Your objective.
What follows is a listing. Return every line of it exactly.

**** Supplied records

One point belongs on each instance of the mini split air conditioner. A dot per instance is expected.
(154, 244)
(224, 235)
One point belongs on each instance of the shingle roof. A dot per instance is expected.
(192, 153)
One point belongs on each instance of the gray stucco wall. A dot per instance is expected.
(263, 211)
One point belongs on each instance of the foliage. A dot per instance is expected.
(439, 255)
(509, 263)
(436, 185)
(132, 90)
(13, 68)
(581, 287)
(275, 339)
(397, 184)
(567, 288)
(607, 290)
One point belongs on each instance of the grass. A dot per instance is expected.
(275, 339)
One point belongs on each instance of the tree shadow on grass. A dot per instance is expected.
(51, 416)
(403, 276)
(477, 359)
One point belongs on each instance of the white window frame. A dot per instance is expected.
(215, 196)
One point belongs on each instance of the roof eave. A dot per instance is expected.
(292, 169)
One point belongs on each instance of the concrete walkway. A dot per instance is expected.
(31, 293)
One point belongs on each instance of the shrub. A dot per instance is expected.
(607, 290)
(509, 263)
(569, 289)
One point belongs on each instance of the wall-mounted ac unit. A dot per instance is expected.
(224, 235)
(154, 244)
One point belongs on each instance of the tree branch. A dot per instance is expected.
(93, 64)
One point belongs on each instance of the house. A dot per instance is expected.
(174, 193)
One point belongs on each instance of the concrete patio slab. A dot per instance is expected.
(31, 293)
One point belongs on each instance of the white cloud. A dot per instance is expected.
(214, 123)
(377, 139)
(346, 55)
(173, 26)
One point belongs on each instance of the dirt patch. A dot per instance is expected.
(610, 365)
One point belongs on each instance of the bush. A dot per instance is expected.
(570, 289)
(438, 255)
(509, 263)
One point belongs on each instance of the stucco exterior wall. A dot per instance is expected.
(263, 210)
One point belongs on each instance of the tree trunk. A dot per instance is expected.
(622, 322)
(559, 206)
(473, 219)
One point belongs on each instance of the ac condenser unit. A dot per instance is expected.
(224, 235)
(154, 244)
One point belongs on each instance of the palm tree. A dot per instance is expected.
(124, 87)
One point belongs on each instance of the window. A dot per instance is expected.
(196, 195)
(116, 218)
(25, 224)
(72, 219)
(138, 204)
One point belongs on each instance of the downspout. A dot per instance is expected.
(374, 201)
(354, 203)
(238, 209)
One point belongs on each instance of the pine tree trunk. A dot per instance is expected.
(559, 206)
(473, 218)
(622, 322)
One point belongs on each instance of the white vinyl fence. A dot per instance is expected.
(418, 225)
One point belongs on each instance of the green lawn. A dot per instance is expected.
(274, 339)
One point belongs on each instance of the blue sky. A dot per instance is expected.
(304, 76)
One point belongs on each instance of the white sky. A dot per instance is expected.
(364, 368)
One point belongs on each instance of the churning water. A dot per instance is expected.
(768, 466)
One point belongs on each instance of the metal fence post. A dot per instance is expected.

********

Answer to the exercise.
One point belongs on each instance of the mini split air conditioner. A dot per instance is expected.
(154, 244)
(224, 235)
One point belongs on each instance of the shingle roof. A dot per instance is expected.
(192, 153)
One point belongs on each instance of the gray stucco wall. A dot per instance is expected.
(263, 211)
One point belongs on each instance of the foliage. A dot per instance is expected.
(439, 255)
(509, 263)
(436, 185)
(132, 90)
(13, 68)
(581, 287)
(275, 339)
(397, 184)
(567, 288)
(607, 290)
One point belongs on each instance of the grass. A dot per instance is expected.
(275, 339)
One point belongs on each instance of the tree shadow on grass. A dot per instance is expected.
(51, 416)
(403, 276)
(477, 359)
One point belongs on each instance of the white window frame. A dot per instance is expected.
(215, 196)
One point belongs on each instance of the roof eave. A dot per instance is expected.
(292, 169)
One point belongs on each instance of the concrete walkway. A dot per instance is expected.
(31, 293)
One point belongs on each instance of the shrub. A dot per instance is expected.
(607, 290)
(509, 263)
(569, 289)
One point belongs on each instance of the wall-mounted ac unit. A dot per instance is expected.
(224, 235)
(154, 244)
One point belongs on each instance of the tree branch. A dot per instance is expected.
(93, 64)
One point belongs on each instance of the house. A dot per instance is expected.
(174, 193)
One point belongs on each instance of the concrete patio slab. A dot per instance is expected.
(31, 293)
One point belongs on each instance of the white cloud. A dot per instance is expected.
(214, 123)
(377, 139)
(346, 55)
(173, 26)
One point belongs on each instance of the dirt patch. A dot per instance is expected.
(610, 365)
One point belongs on each instance of the bush. A dot per instance is expected.
(570, 289)
(438, 255)
(509, 263)
One point belongs on each instance of the stucco exterior wall. A dot per instance is expected.
(263, 210)
One point belongs on each instance of the tree trunk. A dot per instance is expected.
(622, 322)
(559, 206)
(473, 219)
One point belongs on each instance of the ac condenser unit. A dot per instance is expected.
(224, 235)
(154, 244)
One point belongs on each instance of the palm tree. A dot per instance is expected.
(124, 87)
One point belongs on each instance of the window. A dot per instance is expected.
(196, 195)
(116, 218)
(25, 224)
(72, 219)
(138, 204)
One point belongs on each instance of the downspout. A dot per instance is expected.
(374, 201)
(354, 203)
(238, 209)
One point belongs on each instance of the pine tree trunk. A dot per instance is expected.
(559, 206)
(473, 218)
(622, 322)
One point belongs on each instance of the white vinyl fence. A dot per instance is expected.
(418, 225)
One point belongs on each instance of the green lawn. A dot per instance is expected.
(274, 339)
One point belongs on each instance of the blue sky. A dot per instance is expected.
(304, 76)
One point belongs on each instance of the white sky. A dot per instance is expected.
(364, 368)
One point belongs on each instance of the churning water. A dot per instance is expected.
(768, 466)
One point belongs on each instance of the metal fence post. A dot per instance is expected.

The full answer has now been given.